[[ RECORD EXTRACTS, beginning ]]
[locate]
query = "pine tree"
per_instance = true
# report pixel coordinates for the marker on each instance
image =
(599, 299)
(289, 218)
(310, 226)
[[ RECORD EXTRACTS, end ]]
* _YOUR OBJECTIVE_:
The full set of entries must be printed again without any alteration.

* _OUTPUT BELOW_:
[locate]
query = "pine tree"
per_instance = true
# report pixel coordinates for the marker on each instance
image =
(599, 299)
(289, 218)
(310, 226)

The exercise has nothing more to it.